__Quoted passage__:
We are starting a new series intending to highlight some of the places our alumni choose to go after graduating, and we plan to share the experiences of students who have entered a variety of careers. Our first spotlight focuses on a student who pursued graduate school after graduating from Brockport.
Some of our students apply to graduate programs in a variety of different fields, but Rebekah Orr chose to go on to study sociology in a graduate program. Rebekah’s currently teaching an online course with us and will also be offering a course in the Women and Gender Studies program this spring (2013)–“Feminist Theory.” We asked her to reflect on her time here at Brockport, what valuable lessons she learned, how she decided to move on to graduate school, to share some tips on applying to graduate school, and to tell us a bit about her dissertation research.
Who is Rebekah Orr?
I am currently in my fifth year as a PhD student at Syracuse University, and have recently defended my dissertation proposal and achieved ABD status. I am currently beginning fieldwork and data collection for my dissertation project on LGBTQ heritage organizations and their role in building and supporting queer communities. I miss a lot about the College, but I think what I miss most is the small, intimate atmosphere of the campus. There really is a sense of community at Brockport–especially in the Sociology department, and that’s something I came to really appreciate during my time there.
What was your favorite course in the Sociology department at Brockport and why?
There were so many courses that I loved in the Sociology department at Brockport, but I think my favorite course was Dr. Kaldor’s “Social Theory” course. It was by far the most challenging class that I took at Brockport, but I worked hard and I excelled in it and it became a moment of, wow, I can do this! I get this! I really appreciated Dr. Kaldor’s teaching style. He had a way of connecting what seemed like really ancient and outdated theory with our everyday lives. When a professor has a passion for a subject–any subject–they can bring that subject to life for their students. This is something I strive for as I have begun to teach my own classes.
What made you decide to double-major in Sociology and Women and Gender Studies? Did you feel as though the two majors worked well together? Why?
Well, I’m a fickle lady and I always have two loves at once… But really, in all honesty, I feel as though Sociology and Women’s and Gender Studies are a perfect match. They complement and build off of each other in a way that worked really well for me. I came to Brockport with the intention of earning a Social Work degree, but I was randomly placed in Professor Weininger’s “Introduction to Sociology” course my first semester at Brockport. I knew immediately that I had found my “thing.” I was drawn to the study of inequality and to the activist underpinnings of sociological inquiry. But the study of gender inequality was what most resonated with me and that lead me to an “Introduction to Women’s and Gender Studies” course. Again, it was love at first sight!
Tell us a bit about your application process to graduate school. Do you have any advice for students considering applying to Masters or Doctoral programs?
Applying to graduate school was one of the most intense times in my life. It was simultaneously terrifying and exciting. I was really lucky–and all of you current Brockport Sociology major and minors are too–to have a really excellent group of faculty members who were incredibly supportive throughout the entire application process. I don’t think there was a single faculty member in the department at that time who didn’t sit down and patiently answer my questions, read over drafts of my application materials, and reassure me that I was indeed smart enough and prepared for graduate school. So on to the advice:
- Utilize the faculty–Each and every faculty member went through this process and has a wealth of valuable advice and insight into what you’re going through now.

__Entries supplied__:
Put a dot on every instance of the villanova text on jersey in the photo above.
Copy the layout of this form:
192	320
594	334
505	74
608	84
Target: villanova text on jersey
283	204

__Problem to solve__:
Copy word for word everything in the alumni spotlight from "Well, I’m a" down to "at first sight!". Rely only on the alumni spotlight above.

__Task result__:
Well, I’m a fickle lady and I always have two loves at once… But really, in all honesty, I feel as though Sociology and Women’s and Gender Studies are a perfect match. They complement and build off of each other in a way that worked really well for me. I came to Brockport with the intention of earning a Social Work degree, but I was randomly placed in Professor Weininger’s “Introduction to Sociology” course my first semester at Brockport. I knew immediately that I had found my “thing.” I was drawn to the study of inequality and to the activist underpinnings of sociological inquiry. But the study of gender inequality was what most resonated with me and that lead me to an “Introduction to Women’s and Gender Studies” course. Again, it was love at first sight!